The answer should be an exact copy of the lines from the one with "Can you find the car side" through the end of the listing below, with no other lines.
****************
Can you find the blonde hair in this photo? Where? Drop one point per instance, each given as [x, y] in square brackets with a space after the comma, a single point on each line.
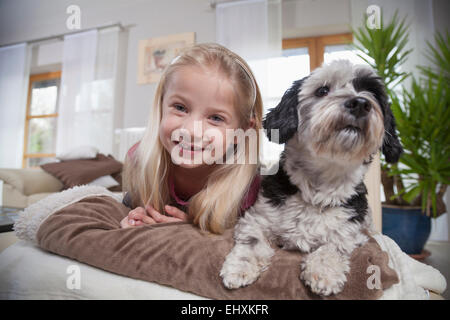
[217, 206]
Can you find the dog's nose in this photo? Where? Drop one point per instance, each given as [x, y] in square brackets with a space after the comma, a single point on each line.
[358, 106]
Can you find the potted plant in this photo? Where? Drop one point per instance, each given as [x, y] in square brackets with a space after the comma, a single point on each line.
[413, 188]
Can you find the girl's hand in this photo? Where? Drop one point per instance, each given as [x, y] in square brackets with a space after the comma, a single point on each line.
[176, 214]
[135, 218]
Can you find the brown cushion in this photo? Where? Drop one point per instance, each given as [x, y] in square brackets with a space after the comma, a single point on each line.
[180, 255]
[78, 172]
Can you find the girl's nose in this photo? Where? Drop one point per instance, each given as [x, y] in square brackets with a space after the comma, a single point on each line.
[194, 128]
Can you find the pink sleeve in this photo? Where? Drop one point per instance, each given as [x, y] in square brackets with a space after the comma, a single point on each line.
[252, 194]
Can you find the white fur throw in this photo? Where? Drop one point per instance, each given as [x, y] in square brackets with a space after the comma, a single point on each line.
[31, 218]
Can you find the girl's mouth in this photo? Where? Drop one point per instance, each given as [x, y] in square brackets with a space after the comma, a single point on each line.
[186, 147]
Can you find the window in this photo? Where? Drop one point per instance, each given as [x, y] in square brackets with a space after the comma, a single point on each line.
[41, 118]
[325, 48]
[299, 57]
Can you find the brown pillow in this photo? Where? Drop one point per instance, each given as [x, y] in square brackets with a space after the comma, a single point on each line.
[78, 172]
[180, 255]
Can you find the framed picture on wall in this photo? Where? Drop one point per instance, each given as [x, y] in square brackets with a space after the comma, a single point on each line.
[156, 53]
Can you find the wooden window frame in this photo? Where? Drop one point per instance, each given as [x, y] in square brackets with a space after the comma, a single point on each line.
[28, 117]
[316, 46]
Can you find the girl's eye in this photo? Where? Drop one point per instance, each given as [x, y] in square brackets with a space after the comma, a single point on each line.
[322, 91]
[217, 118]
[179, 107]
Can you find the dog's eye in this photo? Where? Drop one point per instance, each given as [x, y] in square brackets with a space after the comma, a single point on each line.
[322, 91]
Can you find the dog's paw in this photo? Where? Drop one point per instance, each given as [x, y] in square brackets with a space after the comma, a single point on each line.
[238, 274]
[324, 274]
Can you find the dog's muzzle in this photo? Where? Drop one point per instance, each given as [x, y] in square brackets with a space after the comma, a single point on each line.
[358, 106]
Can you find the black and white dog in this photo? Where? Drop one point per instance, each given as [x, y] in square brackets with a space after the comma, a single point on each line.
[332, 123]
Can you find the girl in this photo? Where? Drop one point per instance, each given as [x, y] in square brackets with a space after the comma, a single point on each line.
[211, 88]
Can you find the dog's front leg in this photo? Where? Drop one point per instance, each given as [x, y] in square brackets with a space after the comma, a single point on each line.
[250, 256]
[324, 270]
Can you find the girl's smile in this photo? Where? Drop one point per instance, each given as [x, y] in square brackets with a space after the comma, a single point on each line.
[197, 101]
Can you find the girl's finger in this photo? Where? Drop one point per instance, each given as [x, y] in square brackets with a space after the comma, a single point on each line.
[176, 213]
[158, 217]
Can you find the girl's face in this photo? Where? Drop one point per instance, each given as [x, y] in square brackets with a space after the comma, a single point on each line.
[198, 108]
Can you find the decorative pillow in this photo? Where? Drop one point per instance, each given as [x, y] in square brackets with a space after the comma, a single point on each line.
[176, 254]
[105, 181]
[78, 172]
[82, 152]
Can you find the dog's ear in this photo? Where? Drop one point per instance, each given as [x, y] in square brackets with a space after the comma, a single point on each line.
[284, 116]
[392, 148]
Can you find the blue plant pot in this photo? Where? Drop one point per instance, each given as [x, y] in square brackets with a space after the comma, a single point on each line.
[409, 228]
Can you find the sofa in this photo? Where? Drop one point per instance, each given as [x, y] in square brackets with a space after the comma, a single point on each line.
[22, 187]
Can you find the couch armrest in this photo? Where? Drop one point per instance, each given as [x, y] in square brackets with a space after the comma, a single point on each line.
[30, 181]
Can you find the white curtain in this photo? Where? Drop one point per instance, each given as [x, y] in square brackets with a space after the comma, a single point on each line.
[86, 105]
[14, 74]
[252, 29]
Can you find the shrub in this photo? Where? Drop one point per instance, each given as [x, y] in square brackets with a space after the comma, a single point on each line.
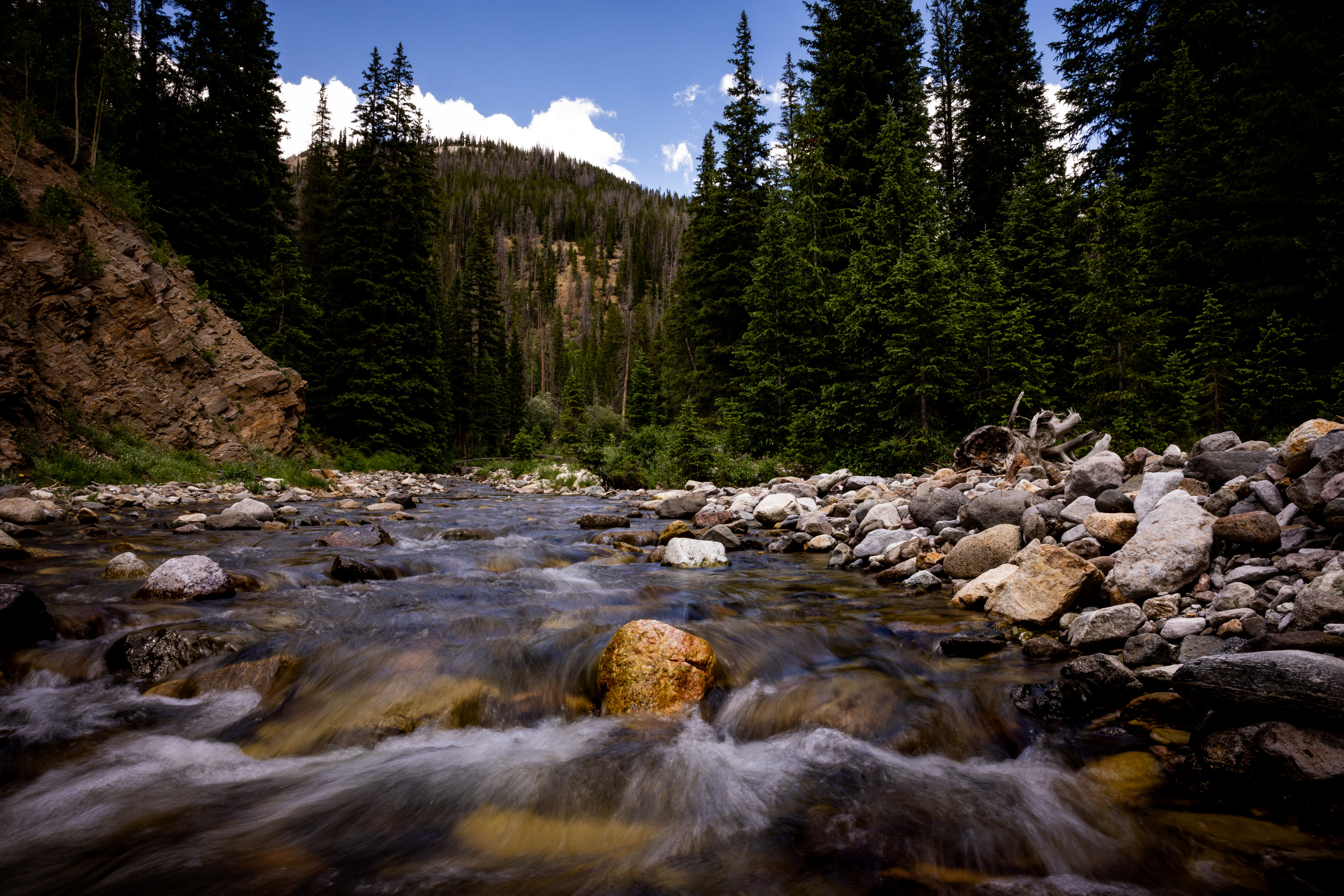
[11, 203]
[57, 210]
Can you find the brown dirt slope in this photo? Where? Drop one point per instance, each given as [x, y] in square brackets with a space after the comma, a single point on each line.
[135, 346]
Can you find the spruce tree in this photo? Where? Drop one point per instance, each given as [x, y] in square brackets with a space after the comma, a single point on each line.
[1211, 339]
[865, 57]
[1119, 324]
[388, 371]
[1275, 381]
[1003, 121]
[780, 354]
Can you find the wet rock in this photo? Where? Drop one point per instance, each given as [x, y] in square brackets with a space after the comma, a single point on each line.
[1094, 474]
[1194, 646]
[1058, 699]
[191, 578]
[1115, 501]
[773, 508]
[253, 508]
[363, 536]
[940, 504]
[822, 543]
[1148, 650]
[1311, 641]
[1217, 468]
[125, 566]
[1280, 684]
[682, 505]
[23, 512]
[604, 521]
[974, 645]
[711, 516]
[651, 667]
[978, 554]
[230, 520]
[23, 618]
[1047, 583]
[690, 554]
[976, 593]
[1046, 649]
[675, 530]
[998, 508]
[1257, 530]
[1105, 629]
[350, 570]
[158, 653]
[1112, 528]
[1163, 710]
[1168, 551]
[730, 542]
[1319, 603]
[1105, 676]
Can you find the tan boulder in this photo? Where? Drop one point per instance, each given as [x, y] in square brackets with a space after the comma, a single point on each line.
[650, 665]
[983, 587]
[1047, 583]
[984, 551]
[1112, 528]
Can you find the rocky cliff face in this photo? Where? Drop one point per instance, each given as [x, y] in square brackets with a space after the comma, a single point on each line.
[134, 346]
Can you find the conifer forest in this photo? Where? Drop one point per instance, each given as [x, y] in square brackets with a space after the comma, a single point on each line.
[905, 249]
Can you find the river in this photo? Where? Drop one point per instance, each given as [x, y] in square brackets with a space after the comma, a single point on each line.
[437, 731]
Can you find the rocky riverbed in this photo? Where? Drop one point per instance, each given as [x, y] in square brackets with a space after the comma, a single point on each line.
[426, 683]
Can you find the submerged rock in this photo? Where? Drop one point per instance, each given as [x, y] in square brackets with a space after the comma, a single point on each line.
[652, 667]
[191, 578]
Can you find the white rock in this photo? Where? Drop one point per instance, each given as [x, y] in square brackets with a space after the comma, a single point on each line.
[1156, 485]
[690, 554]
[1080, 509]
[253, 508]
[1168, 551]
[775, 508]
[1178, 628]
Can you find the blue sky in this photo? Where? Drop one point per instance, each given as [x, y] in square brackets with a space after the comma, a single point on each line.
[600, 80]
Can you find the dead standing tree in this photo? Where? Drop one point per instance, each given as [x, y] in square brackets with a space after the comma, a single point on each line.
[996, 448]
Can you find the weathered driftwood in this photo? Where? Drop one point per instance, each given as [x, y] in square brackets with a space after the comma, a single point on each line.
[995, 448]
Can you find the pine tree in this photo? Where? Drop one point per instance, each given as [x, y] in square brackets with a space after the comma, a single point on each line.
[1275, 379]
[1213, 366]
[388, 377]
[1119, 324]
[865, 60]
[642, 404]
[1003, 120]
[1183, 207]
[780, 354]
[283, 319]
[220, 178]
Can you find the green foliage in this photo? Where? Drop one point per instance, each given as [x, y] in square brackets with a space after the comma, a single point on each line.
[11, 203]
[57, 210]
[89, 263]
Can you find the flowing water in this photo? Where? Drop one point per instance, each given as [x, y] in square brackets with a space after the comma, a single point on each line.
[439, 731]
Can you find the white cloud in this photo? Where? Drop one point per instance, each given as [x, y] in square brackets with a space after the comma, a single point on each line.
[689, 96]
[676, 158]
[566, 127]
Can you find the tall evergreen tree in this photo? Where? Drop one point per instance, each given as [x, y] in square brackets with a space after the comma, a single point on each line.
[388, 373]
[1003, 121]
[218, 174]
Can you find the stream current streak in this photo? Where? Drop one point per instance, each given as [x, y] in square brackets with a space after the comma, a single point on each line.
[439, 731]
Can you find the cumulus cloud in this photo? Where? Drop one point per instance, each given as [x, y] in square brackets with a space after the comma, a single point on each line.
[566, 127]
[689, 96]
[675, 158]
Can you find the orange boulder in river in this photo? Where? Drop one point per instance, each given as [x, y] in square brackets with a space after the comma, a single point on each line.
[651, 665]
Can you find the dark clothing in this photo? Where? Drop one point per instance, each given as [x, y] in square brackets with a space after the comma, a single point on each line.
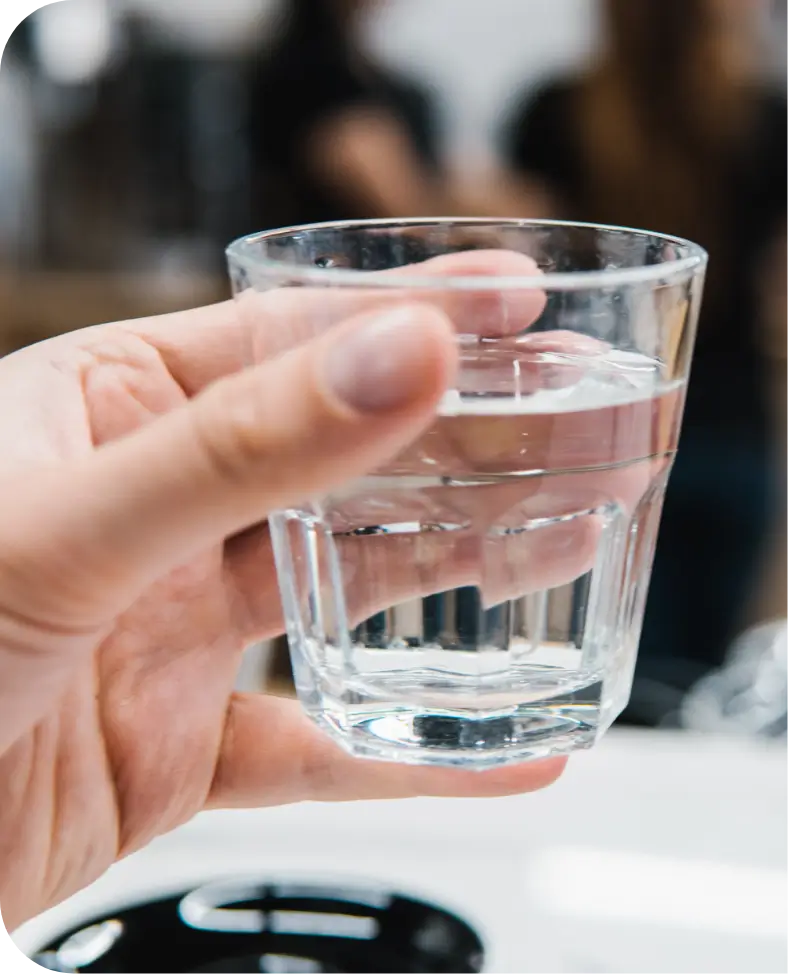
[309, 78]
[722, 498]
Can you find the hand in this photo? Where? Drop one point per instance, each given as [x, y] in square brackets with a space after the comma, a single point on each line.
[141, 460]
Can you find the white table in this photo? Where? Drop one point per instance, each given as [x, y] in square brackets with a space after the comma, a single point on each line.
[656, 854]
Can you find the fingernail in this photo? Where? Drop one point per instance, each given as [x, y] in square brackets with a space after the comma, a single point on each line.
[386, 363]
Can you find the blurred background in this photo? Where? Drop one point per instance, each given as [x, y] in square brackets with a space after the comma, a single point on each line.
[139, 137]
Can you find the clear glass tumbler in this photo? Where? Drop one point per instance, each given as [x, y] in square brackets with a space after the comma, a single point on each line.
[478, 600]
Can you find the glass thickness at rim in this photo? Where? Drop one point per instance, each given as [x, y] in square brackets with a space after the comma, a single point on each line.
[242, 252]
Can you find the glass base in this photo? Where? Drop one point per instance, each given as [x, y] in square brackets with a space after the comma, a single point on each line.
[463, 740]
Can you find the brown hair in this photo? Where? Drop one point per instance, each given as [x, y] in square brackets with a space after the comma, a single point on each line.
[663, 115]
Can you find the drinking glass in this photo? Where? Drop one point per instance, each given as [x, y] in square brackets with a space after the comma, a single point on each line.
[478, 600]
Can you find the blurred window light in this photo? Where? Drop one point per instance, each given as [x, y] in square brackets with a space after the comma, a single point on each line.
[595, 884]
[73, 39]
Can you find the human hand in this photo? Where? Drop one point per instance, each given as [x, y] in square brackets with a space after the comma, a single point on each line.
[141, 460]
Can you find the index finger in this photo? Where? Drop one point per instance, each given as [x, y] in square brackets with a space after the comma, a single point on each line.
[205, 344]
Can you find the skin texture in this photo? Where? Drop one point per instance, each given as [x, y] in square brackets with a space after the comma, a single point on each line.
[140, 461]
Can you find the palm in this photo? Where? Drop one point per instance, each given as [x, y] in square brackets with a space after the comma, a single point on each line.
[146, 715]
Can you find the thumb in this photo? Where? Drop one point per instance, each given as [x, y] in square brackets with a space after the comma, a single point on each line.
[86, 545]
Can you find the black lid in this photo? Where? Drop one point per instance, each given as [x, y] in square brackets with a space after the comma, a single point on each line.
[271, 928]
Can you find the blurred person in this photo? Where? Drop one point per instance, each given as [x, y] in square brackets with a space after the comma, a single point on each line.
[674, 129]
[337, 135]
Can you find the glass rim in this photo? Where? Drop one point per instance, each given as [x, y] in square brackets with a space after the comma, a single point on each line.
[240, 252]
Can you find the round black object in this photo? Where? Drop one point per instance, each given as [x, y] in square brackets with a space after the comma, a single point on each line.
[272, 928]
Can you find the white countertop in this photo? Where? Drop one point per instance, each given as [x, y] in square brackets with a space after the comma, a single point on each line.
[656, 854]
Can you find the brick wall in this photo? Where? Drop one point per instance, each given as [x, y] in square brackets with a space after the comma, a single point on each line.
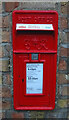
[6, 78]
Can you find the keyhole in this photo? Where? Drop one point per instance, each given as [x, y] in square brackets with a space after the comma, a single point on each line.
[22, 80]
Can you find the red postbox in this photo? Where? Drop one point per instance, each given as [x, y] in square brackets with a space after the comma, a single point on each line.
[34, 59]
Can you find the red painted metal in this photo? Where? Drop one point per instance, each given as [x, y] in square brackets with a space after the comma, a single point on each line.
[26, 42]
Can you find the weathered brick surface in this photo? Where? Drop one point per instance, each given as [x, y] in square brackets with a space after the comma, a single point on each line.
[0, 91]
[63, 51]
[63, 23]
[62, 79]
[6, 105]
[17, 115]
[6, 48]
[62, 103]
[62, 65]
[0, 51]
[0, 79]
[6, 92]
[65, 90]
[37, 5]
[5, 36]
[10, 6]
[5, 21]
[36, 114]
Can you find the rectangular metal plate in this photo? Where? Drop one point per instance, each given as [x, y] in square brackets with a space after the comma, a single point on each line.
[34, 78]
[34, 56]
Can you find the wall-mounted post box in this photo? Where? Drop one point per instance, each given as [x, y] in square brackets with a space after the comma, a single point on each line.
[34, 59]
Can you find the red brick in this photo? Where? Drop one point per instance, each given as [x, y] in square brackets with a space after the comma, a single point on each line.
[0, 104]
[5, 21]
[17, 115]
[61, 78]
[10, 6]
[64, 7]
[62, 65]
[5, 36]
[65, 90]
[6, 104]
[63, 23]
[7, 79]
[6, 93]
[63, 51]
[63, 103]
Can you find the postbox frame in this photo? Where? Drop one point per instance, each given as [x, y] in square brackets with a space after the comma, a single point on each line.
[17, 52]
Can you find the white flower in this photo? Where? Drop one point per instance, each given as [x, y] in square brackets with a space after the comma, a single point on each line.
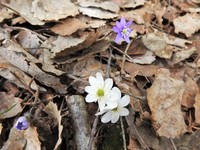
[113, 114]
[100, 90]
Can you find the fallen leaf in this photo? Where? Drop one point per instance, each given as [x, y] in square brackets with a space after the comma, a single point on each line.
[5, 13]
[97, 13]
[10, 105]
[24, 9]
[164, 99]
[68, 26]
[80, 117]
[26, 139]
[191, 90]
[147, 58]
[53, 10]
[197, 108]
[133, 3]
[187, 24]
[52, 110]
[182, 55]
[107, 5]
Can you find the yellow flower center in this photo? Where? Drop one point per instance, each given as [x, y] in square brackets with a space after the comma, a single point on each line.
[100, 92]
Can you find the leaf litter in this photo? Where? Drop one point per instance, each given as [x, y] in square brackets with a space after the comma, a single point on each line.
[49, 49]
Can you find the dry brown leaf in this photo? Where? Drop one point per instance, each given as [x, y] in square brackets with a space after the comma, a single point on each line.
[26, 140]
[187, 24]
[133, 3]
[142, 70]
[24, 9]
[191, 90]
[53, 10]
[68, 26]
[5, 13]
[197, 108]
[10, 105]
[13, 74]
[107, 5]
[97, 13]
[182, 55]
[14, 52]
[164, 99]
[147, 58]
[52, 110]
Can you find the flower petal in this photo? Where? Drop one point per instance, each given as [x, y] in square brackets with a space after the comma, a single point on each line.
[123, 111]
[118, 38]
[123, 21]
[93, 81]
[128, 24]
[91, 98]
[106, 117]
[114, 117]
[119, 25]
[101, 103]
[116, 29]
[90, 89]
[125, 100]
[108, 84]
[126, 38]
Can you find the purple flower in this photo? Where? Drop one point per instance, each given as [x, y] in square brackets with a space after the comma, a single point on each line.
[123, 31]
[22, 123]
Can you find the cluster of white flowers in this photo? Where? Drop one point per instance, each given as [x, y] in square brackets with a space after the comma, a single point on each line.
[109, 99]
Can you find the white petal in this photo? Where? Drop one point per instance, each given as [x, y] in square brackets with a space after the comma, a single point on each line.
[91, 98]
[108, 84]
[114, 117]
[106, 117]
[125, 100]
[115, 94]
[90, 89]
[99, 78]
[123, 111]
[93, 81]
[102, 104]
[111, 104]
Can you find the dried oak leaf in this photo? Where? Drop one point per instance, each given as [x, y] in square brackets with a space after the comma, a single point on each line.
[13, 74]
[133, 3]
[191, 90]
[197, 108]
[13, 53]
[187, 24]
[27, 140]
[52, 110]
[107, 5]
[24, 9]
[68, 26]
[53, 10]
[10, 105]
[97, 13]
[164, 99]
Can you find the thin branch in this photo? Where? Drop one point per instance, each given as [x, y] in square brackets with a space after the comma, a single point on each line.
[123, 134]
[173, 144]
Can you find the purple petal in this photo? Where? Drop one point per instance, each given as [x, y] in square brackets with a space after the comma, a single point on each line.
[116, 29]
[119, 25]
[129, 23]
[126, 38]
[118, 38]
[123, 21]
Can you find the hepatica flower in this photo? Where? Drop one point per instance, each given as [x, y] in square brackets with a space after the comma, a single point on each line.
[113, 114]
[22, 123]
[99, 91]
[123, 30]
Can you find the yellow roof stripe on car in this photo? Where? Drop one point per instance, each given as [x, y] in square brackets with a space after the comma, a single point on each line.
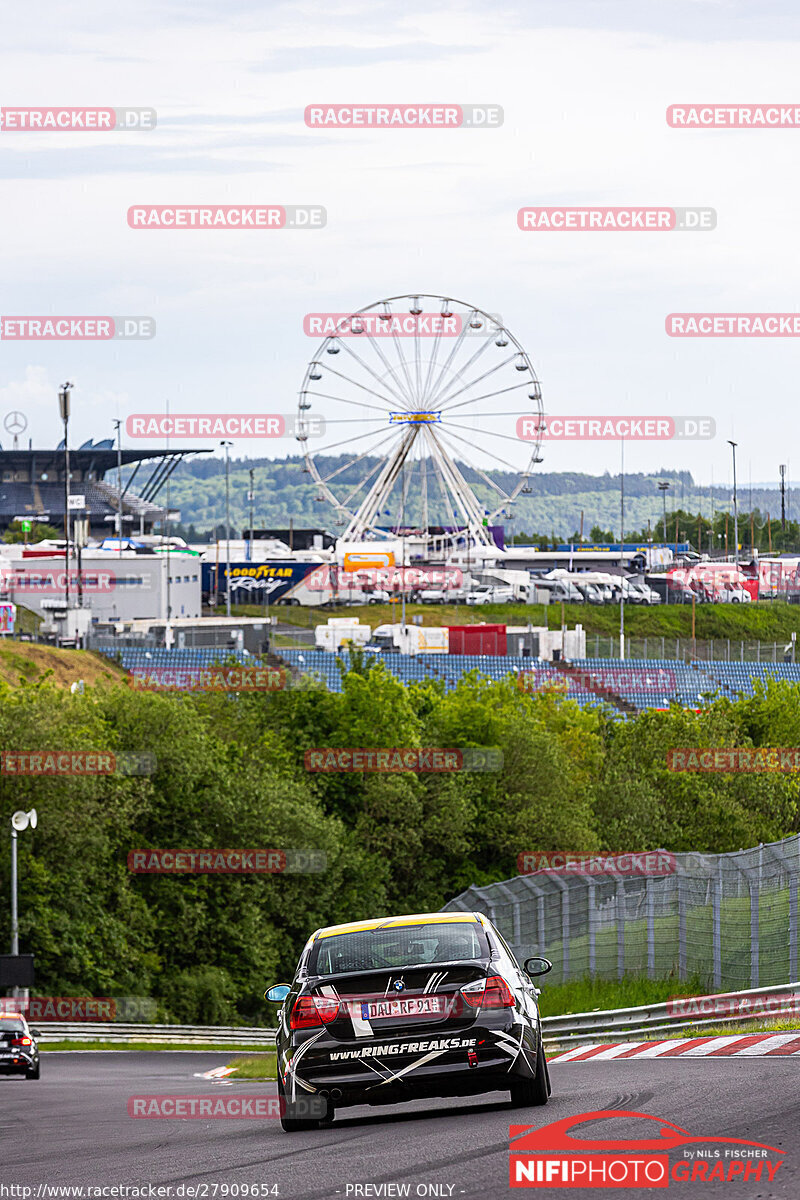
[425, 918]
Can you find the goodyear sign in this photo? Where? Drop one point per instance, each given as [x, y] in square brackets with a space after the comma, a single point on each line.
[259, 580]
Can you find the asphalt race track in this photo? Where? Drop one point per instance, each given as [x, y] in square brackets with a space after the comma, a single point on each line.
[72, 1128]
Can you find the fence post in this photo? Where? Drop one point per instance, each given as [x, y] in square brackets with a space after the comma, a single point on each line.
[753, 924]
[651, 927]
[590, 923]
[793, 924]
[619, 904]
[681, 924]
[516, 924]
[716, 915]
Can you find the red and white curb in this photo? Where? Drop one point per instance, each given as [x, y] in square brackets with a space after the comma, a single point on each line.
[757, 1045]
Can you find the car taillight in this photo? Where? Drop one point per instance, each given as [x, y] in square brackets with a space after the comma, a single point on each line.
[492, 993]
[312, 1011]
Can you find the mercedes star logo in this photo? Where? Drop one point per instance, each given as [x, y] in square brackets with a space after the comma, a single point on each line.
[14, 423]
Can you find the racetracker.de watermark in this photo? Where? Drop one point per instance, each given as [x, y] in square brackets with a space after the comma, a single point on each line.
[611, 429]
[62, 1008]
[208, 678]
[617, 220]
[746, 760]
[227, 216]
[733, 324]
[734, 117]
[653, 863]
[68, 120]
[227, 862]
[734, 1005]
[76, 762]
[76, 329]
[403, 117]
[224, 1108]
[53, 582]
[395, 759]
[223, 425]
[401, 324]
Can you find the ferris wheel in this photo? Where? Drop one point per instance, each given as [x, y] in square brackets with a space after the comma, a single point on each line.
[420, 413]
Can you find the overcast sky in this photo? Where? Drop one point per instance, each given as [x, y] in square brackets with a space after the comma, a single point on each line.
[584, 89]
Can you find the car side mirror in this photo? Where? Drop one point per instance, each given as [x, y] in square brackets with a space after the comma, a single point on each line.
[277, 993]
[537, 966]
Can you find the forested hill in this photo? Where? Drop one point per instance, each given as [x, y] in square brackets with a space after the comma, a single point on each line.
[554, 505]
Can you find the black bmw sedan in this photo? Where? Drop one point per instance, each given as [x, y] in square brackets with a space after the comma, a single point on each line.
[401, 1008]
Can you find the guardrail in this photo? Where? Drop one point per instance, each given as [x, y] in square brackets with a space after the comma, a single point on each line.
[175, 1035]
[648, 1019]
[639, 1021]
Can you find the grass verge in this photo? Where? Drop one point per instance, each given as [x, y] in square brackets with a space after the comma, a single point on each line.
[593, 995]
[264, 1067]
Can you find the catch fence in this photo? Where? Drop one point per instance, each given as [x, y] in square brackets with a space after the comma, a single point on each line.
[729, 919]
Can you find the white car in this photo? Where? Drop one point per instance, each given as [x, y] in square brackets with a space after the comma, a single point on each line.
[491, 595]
****************
Result below >>
Can you find the car side mirror in this photo? Where? Drop one point per instance, each given as [x, y] in square brackets with a space after the comma, a single point on each line.
[277, 993]
[537, 966]
Can you find the forested hill in this photo? Where? Drop one point per instance, each given as [x, y] in square brackets with a space after the comma, a single point on each line.
[554, 505]
Can you find the black bmw sedan in this photo? Where? Drop one point per instance, each given as [x, y] in square brackets with a space after the comma, a single point on each line.
[401, 1008]
Can you find the guardrail in this photo? Where? Drop one point per instance, each given as [x, y] in square brackets with a space after the comma, a single point on each line.
[175, 1035]
[648, 1019]
[639, 1021]
Can you find the grass verge in this photo? Where? Drop one point per instance, each given as [x, y] in square brackets with a space after the comma, a single point on each line.
[593, 995]
[264, 1067]
Can you find the catch fence in this photo? Where? Drop one point per instance, each given as [x, y] in square brackets with a space after the comma, a single point on each line.
[729, 919]
Can you find the white car in this photo? Where? Drop one point per instance, each given as [x, y] in square brackets with a space after the comma, a single point on each line.
[491, 595]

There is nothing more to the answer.